__TEXT PROVIDED__:

Caecilie Seler-Sachs (1 June 1855 – 4 January 1935) was a German ethnologist, photographer and author. She did research on topics in Mesoamerican history and published several books, among them one on Women's lives among the Aztecs. She was married to Eduard Seler the philologist, historian and specialist in Mesoamerican indigenous cultures, and she supplied photographs for most of his publications, and her inherited fortune supported both of their research. Furthermore, she and her husband traveled through Mexico and Central America doing archeological excavations and ethnological studies. After her husband's death, she edited and published his collected works.

She was born in Berlin to a wealthy family, her father a doctor. She received a good education, although being a woman she was not allowed to take professional titles. In 1884, she married Eduard Seler, who she had met because he was a patient in her father's medical practice. The two undertook six travels to the Americas: 1887–88 to the US and Mexico, 1895–1897 to Mexico and Guatemala, 1902–03 to the US and Mexico, 1904–05 to Oaxaca, Mexico, 1906–07 to Mexico, the US and Canada and 1910–11 to Mexico, Argentina, Bolivia, Peru and Panama. When her husband was immobilized by illness during their travels, she and a Native guide ventured alone into the jungle on horseback, where she looked for ruins and made drawings of architecture and iconography. Nonetheless, her primary interest was in ethnology, the study of the forms of life of contemporary indigenous peoples. Viola König has discussed Caecilie Seler-Sachs as an early example of an overlooked female collector and ethnographer in colonial Mesoamerica. In her 1900 publication Auf alten Wegen in Mexiko und Guatemala, Seler-Sachs provided detailed ethnographic observations from her travels with Eduard Seler in 1895–1897.

__MATERIAL SUPPLIED__:
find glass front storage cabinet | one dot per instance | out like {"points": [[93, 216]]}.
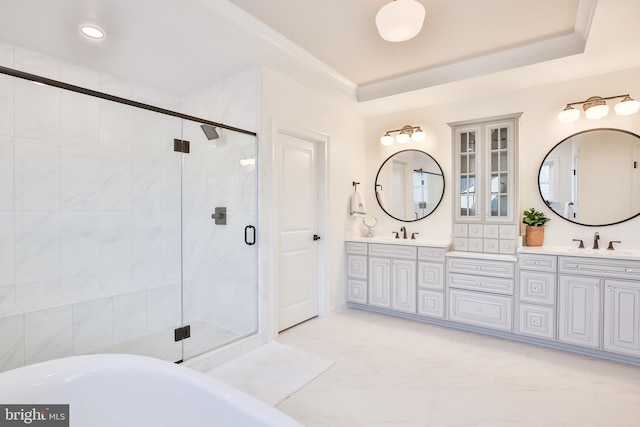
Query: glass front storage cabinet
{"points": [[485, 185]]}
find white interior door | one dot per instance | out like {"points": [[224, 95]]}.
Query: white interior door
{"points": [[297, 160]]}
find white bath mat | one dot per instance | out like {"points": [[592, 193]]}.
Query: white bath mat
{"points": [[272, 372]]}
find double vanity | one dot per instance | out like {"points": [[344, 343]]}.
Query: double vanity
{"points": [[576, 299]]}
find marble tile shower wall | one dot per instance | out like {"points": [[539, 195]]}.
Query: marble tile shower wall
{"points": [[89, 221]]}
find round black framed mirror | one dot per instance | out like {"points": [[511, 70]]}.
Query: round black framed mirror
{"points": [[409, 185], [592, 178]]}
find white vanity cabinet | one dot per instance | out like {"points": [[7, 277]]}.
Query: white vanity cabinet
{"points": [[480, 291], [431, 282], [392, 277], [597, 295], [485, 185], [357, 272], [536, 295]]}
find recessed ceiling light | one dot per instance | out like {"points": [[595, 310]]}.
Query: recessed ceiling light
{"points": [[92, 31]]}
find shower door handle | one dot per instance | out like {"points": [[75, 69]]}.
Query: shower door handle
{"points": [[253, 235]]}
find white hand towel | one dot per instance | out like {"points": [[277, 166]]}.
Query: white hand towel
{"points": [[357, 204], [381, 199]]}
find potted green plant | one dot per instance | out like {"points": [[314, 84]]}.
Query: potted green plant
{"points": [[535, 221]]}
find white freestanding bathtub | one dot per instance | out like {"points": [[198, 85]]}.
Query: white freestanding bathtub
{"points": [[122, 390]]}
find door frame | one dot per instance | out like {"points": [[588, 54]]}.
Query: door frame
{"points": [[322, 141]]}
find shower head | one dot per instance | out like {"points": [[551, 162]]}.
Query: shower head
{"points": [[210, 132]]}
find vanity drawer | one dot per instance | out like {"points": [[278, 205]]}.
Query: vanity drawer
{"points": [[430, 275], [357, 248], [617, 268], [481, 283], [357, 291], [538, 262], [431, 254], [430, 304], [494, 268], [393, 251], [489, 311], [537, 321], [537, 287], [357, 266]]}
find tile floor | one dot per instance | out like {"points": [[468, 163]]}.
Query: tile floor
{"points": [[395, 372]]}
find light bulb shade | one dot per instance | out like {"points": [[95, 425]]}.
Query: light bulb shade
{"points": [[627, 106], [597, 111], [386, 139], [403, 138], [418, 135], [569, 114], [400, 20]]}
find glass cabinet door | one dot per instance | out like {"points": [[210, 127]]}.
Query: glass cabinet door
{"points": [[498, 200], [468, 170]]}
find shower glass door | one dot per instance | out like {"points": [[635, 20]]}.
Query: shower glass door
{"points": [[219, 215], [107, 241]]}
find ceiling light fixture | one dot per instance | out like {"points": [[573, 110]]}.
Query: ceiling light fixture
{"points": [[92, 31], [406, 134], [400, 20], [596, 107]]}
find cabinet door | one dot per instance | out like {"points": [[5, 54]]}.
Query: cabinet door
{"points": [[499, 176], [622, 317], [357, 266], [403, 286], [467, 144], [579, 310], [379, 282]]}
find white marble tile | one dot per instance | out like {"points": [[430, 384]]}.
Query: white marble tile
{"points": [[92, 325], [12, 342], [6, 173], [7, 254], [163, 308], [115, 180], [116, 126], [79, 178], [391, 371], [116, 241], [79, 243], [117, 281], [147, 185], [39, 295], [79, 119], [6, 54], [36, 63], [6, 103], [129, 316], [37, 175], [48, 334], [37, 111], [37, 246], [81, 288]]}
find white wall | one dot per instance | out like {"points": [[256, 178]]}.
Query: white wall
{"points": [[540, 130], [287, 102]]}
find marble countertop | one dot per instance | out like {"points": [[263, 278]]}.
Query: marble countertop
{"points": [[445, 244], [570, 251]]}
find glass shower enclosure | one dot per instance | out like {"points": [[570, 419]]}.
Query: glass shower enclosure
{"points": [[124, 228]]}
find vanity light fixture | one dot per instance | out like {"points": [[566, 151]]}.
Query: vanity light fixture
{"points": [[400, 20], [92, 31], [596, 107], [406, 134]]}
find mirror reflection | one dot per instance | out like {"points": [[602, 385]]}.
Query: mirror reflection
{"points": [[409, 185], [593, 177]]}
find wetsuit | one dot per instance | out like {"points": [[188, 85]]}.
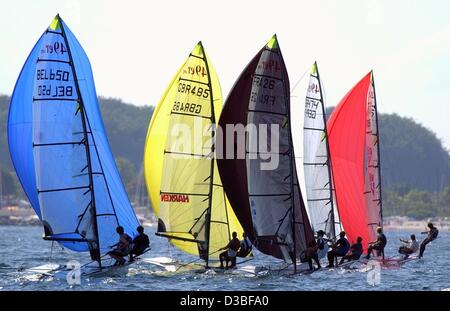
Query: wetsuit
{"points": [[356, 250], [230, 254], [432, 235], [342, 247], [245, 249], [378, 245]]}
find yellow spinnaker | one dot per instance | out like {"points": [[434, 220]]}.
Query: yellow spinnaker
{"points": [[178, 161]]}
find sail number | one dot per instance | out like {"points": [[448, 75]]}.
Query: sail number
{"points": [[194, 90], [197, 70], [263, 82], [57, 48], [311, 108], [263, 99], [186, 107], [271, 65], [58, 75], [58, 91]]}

__WORK ORDER A__:
Answer these questions from the biography of Caecilie Seler-Sachs:
(i) In what year did she marry Eduard Seler?
(ii) To which place was the 1904–05 trip made?
(iii) Who has discussed her as an early example of an overlooked female collector and ethnographer?
__WORK ORDER B__: Please carry the biography of Caecilie Seler-Sachs forward from its final sentence.

__RESULT A__:
(i) 1884
(ii) Oaxaca, Mexico
(iii) Viola König

__RESULT B__:
In her 1900 publication Auf alten Wegen in Mexiko und Guatemala, Seler-Sachs provided detailed ethnographic observations from her travels with Eduard Seler in 1895–1897. In the same account, she vaguely mentions: “Due to a fortunate coincidence we were able to acquire such a painted linen cloth measuring 4 m in the square, which comes from the village of Coaixtlahuaca.” (Lienzo Seler Coixtlahuaca II)

In 1919, she published the book "Frauenleben im Reiche der Azteken. Ein Blatt aus der Kulturgeschichte Altmexikos" (Women's lives in the realm of the Aztecs. An aspect of ancient Mexican cultural history) in which she describes the lives of women in Aztec period Mexico.